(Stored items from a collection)
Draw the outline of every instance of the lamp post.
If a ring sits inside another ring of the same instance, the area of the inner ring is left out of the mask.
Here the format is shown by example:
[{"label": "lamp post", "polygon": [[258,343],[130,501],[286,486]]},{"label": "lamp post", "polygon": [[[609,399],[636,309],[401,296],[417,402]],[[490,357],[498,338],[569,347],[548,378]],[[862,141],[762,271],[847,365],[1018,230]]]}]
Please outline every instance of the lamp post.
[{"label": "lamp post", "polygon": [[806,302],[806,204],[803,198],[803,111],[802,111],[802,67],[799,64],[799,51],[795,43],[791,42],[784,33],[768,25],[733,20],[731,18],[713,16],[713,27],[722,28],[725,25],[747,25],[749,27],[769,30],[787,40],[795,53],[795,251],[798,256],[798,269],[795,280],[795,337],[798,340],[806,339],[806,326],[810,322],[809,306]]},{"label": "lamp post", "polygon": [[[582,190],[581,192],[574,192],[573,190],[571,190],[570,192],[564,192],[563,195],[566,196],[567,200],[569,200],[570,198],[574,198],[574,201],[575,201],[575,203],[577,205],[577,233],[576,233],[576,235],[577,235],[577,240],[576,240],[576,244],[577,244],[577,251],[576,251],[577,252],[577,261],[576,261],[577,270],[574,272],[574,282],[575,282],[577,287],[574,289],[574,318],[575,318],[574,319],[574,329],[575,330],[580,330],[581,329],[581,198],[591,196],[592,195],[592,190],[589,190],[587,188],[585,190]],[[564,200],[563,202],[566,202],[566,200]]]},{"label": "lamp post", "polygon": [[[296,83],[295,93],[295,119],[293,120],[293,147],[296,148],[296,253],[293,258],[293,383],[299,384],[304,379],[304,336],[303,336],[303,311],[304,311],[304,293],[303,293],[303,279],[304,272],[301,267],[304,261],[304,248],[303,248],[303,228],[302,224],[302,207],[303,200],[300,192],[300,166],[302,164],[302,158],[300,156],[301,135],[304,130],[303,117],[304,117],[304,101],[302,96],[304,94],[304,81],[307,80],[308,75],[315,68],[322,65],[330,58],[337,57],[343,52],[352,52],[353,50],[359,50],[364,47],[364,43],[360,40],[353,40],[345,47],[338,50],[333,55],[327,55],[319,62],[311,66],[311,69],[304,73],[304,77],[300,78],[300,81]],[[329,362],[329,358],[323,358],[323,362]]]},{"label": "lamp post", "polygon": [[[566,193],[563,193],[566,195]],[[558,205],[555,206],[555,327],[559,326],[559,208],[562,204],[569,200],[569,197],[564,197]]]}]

[YOUR ASSIGNMENT]
In the answer, every line above should be retyped exactly.

[RESPONSE FOR THIS EXERCISE]
Draw the outline of every instance of the lamp post.
If a ring sits inside another ring of the same instance, the area of the inner ring is left out of the mask.
Here the format is shown by example:
[{"label": "lamp post", "polygon": [[258,343],[130,501],[286,486]]},{"label": "lamp post", "polygon": [[[609,399],[636,309],[401,296],[417,402]],[[490,357],[498,338],[569,347],[548,378]],[[862,141],[762,271],[847,365],[1018,230]]]}]
Please outline every instance of the lamp post.
[{"label": "lamp post", "polygon": [[806,302],[806,204],[803,198],[803,111],[802,111],[802,67],[799,64],[799,51],[795,43],[791,42],[784,33],[768,25],[733,20],[731,18],[713,16],[713,27],[722,28],[725,25],[747,25],[749,27],[769,30],[787,40],[795,53],[795,251],[798,256],[798,269],[795,280],[795,337],[798,340],[806,339],[806,326],[810,322],[809,306]]},{"label": "lamp post", "polygon": [[[582,190],[581,192],[574,192],[573,190],[571,190],[570,192],[564,192],[563,195],[566,196],[567,200],[569,200],[570,198],[574,198],[574,201],[575,201],[575,203],[577,205],[577,233],[576,233],[576,235],[577,235],[577,240],[576,240],[576,244],[577,244],[577,251],[576,251],[577,252],[577,261],[576,261],[577,270],[574,272],[574,282],[575,282],[577,287],[574,289],[574,318],[575,318],[574,319],[574,329],[575,330],[580,330],[581,329],[581,198],[591,196],[592,195],[592,190],[589,190],[587,188],[585,190]],[[564,200],[563,202],[566,202],[566,200]]]},{"label": "lamp post", "polygon": [[[296,83],[295,93],[295,119],[293,120],[293,147],[296,148],[296,253],[293,258],[293,383],[299,384],[304,379],[304,336],[303,336],[303,311],[304,311],[304,293],[303,293],[303,279],[304,272],[301,267],[304,261],[304,248],[303,248],[303,228],[302,224],[302,207],[303,200],[300,192],[300,166],[302,164],[302,158],[300,156],[301,135],[304,130],[303,117],[304,117],[304,101],[302,96],[304,94],[304,81],[307,80],[308,75],[315,68],[322,65],[330,58],[337,57],[343,52],[352,52],[353,50],[359,50],[364,47],[364,43],[360,40],[353,40],[345,47],[338,50],[333,55],[327,55],[319,62],[311,66],[311,69],[304,73],[304,77],[300,78],[300,81]],[[329,362],[329,358],[323,358],[323,362]]]},{"label": "lamp post", "polygon": [[[566,193],[563,193],[566,195]],[[558,205],[555,206],[555,327],[559,326],[559,208],[562,204],[569,200],[569,197],[564,197]]]}]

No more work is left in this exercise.